▶ Work request
Reproduce the closing run of lines below verbatim, from the line that contains "Note: pick out each instance of the white interior" up to and including the final line.
Records supplied Block Start
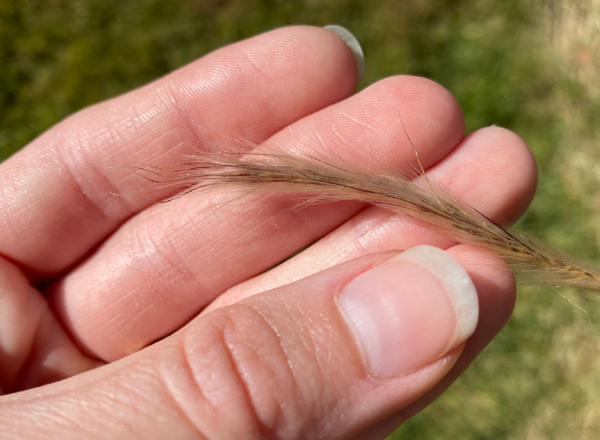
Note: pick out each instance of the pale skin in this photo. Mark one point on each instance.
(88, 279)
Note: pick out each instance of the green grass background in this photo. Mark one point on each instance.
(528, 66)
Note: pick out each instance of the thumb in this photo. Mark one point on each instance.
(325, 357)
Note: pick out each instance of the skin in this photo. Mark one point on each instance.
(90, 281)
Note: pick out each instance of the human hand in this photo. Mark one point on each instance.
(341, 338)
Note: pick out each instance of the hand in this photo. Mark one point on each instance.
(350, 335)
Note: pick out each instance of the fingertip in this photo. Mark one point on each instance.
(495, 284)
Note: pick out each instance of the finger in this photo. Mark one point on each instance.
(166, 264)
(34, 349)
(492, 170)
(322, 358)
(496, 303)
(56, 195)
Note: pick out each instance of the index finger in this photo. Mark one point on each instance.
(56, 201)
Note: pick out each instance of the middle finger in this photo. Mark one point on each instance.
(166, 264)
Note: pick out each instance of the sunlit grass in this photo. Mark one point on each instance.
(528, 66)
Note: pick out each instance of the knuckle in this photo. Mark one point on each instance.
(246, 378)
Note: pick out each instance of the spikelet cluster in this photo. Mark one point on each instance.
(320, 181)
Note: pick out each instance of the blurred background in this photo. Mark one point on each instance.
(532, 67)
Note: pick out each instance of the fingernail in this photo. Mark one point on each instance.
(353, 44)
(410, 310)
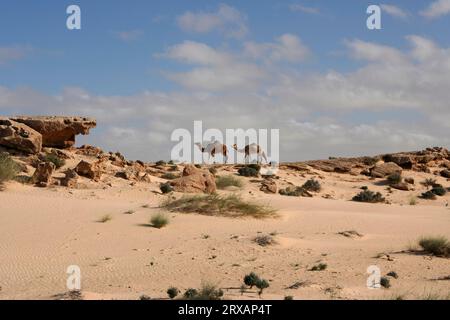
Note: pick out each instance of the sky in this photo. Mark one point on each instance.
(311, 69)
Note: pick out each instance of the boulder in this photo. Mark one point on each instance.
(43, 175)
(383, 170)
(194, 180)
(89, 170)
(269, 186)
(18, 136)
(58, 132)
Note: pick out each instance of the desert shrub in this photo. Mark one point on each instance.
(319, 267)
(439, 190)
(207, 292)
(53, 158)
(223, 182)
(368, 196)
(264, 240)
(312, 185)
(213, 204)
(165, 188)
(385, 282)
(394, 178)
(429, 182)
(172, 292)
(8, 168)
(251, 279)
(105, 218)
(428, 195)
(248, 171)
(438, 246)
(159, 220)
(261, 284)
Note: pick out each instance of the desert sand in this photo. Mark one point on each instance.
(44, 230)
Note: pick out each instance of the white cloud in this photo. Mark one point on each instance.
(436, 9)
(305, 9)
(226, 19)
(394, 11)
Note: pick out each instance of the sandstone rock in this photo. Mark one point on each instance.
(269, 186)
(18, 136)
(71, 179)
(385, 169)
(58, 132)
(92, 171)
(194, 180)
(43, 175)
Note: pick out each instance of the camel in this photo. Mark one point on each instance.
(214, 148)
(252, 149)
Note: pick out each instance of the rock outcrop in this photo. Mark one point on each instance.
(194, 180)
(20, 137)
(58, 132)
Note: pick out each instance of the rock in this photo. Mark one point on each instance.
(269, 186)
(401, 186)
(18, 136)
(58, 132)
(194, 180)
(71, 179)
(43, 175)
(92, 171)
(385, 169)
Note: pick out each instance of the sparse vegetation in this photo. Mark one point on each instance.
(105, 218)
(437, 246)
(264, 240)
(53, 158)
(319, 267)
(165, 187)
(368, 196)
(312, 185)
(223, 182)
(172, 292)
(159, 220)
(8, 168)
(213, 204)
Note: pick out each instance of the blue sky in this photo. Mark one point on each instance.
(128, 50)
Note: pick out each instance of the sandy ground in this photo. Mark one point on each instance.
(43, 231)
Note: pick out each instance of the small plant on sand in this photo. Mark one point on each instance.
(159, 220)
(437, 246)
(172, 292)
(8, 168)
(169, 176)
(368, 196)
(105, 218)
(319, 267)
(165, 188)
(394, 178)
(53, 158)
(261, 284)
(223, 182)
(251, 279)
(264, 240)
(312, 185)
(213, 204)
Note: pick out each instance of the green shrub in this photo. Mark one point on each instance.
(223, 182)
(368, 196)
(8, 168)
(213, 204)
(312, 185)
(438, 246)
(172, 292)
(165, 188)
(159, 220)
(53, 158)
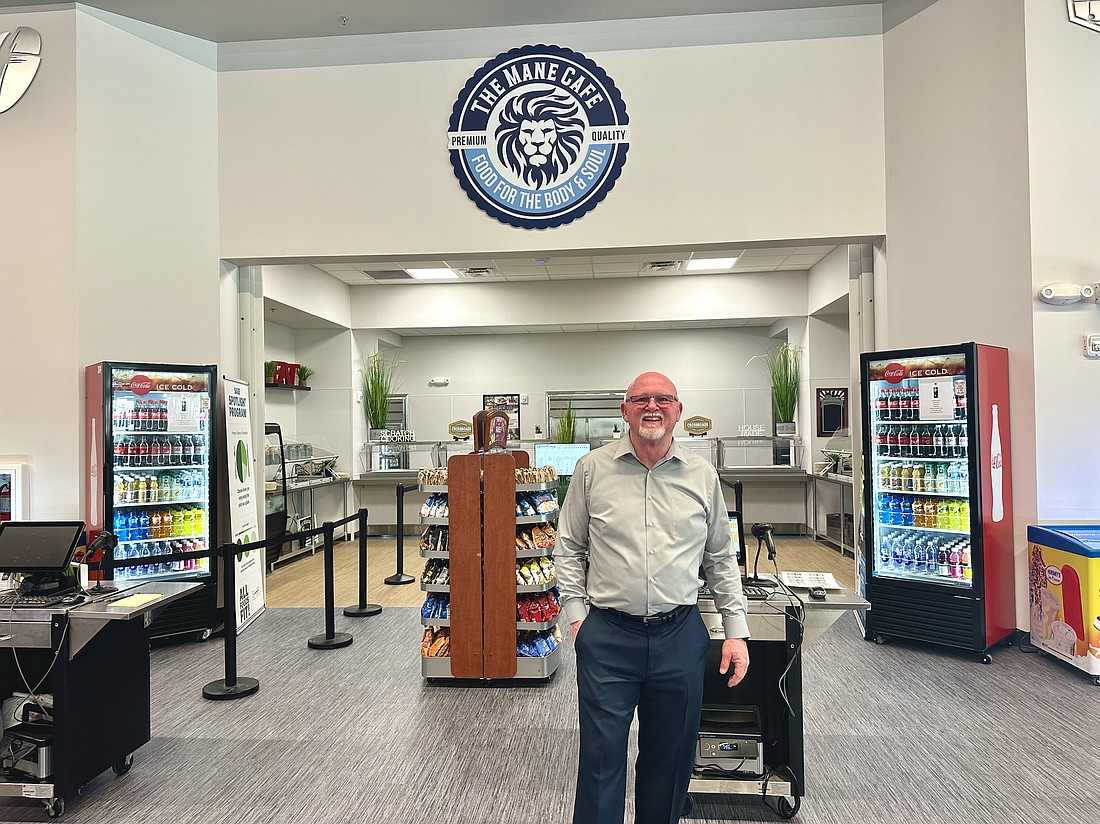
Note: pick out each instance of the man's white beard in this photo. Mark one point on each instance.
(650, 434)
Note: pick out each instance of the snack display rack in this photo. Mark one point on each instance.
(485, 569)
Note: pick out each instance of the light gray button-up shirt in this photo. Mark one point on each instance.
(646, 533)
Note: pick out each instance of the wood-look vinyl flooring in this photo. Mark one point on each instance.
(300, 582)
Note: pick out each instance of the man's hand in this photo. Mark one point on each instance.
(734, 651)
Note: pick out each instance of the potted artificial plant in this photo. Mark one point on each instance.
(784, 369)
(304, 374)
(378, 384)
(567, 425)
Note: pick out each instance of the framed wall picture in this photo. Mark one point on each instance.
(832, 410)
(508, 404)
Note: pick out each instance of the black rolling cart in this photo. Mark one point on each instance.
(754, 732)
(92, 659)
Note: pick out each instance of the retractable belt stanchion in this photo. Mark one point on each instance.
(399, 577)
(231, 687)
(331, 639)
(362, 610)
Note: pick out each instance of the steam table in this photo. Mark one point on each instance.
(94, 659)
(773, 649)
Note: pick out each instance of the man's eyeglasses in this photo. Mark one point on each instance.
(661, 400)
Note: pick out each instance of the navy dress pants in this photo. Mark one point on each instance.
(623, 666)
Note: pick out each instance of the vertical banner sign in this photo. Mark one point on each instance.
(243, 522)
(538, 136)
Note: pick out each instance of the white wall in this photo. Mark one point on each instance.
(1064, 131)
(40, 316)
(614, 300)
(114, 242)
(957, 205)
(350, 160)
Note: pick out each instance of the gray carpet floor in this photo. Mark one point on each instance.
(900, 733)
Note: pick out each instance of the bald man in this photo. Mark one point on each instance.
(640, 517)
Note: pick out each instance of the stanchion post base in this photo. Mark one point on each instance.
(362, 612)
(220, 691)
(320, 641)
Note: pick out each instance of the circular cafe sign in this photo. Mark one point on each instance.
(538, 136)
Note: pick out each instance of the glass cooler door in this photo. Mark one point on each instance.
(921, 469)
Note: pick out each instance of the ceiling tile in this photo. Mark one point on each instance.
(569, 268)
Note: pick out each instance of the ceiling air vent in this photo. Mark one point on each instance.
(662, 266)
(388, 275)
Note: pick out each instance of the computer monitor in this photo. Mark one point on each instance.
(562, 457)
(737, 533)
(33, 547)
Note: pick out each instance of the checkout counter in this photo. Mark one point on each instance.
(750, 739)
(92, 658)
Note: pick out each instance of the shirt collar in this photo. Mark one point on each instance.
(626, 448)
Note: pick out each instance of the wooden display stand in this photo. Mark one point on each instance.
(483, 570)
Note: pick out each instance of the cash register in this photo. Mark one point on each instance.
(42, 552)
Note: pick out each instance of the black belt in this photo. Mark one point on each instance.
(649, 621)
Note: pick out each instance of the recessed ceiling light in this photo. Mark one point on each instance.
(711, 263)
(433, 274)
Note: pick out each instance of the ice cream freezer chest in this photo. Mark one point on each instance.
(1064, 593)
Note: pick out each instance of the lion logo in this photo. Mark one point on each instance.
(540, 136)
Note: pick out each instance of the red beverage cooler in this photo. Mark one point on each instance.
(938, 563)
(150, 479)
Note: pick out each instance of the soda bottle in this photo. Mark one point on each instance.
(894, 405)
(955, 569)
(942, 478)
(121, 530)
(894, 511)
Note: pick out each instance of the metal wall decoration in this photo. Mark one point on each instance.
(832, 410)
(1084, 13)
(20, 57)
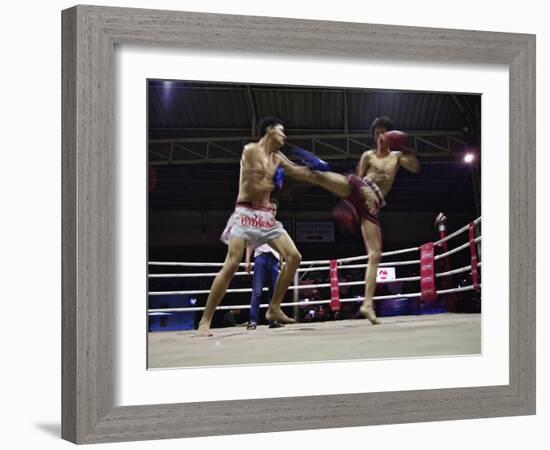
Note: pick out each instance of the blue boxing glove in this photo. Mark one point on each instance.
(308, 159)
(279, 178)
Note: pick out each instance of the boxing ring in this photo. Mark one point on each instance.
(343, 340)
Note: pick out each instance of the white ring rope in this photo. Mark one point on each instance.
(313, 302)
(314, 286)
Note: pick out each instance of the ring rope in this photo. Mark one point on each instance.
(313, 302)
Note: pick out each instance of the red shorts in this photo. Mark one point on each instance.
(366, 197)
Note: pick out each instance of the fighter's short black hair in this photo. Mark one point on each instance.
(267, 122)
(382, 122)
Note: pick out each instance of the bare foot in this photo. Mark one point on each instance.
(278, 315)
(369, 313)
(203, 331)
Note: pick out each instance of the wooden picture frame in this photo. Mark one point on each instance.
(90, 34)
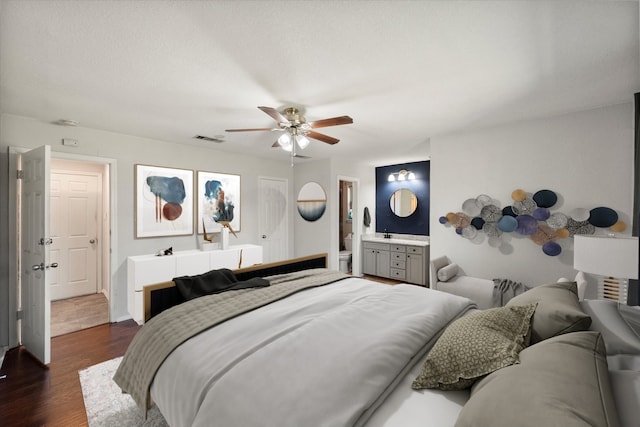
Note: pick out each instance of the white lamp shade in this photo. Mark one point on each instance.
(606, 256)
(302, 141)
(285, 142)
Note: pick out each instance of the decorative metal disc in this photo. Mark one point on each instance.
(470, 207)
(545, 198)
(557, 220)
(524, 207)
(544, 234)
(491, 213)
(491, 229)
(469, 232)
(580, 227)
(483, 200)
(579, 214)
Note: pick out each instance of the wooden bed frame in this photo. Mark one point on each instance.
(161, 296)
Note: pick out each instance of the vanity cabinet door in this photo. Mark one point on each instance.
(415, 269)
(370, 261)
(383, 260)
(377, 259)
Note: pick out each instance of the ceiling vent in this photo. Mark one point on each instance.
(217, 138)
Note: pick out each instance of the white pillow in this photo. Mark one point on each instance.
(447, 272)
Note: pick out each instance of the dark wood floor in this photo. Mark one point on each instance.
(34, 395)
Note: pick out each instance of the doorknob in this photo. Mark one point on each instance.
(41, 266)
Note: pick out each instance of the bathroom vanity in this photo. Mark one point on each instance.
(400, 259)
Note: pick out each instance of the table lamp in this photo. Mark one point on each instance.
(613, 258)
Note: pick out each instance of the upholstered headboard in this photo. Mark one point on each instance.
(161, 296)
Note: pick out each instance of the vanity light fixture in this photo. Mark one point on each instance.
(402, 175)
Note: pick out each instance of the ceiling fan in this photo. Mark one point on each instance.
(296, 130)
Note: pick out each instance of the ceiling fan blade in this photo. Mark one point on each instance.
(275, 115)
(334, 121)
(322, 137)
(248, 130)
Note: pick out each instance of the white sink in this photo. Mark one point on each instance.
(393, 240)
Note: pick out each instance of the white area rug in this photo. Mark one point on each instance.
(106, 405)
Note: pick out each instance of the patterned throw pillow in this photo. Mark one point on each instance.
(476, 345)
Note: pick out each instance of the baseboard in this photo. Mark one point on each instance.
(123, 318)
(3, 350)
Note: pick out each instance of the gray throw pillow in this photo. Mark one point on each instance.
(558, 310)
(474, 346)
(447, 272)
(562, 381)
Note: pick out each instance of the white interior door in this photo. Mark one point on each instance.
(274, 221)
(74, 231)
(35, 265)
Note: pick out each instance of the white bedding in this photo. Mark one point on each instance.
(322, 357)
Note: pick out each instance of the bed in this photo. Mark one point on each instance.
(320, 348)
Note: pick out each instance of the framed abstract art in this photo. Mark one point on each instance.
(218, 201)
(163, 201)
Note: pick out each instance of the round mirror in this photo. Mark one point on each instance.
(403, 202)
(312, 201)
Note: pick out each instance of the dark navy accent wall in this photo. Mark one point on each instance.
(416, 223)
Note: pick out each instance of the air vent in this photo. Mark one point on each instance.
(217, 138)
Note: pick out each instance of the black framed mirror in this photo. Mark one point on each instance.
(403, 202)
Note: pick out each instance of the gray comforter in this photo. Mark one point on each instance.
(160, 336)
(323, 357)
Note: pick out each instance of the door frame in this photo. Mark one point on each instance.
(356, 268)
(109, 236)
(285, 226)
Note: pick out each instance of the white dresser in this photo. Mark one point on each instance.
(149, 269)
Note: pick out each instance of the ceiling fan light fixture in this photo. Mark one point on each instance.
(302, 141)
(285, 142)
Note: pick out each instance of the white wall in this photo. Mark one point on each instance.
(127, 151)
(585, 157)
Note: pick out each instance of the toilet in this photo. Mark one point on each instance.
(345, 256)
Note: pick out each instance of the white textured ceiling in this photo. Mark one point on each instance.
Records supplied Block End
▶ Answer below
Note: pick out each instance of the white interior door in this photo. Mark one point on each instance.
(274, 221)
(74, 231)
(35, 265)
Note: pick out each instance of the white bedding in this photo. Mark one point on each instance.
(322, 357)
Note: pick out each instance of the bed in this photo. Mark one point on each instance.
(320, 348)
Note: pick out each instance of the framed abstract art in this photo. Mark one point on each instance.
(218, 201)
(163, 201)
Note: pick out each instance of the round mirror in this photo. Mark one point on each instance.
(403, 202)
(312, 201)
Note: pick out each instance of the dark navy accent wall in this photo. Mark one point on each instance.
(416, 223)
Note: pick out each instance of the air vent in this photo. Mark one point on each instance.
(217, 138)
Note: pick out each instance of the black framed mirror in this photo. Mark one point on each instance.
(403, 202)
Note: pick out each instance of the gray comforter in this photo. Mark one point on each instance.
(160, 336)
(323, 357)
Note: pick out each instance of the door frame in this photo. Mark one point on each instance.
(356, 268)
(109, 236)
(285, 226)
Note: pick out each instance of the white dresser in this photo. Mark one point on each instance.
(149, 269)
Note: pick out each instance of the ceiling fan light fixture in this photo. Mark one point on each instance.
(302, 141)
(285, 142)
Note: pick out each instance of the white wall in this photo. Mark one point on each instance.
(127, 151)
(585, 157)
Note: pick out each instance of the toilet in this photo. Mark one point on each instance.
(345, 256)
Note: pick out each instance of the white textured ceiling in this photo. Mark one point on each instance.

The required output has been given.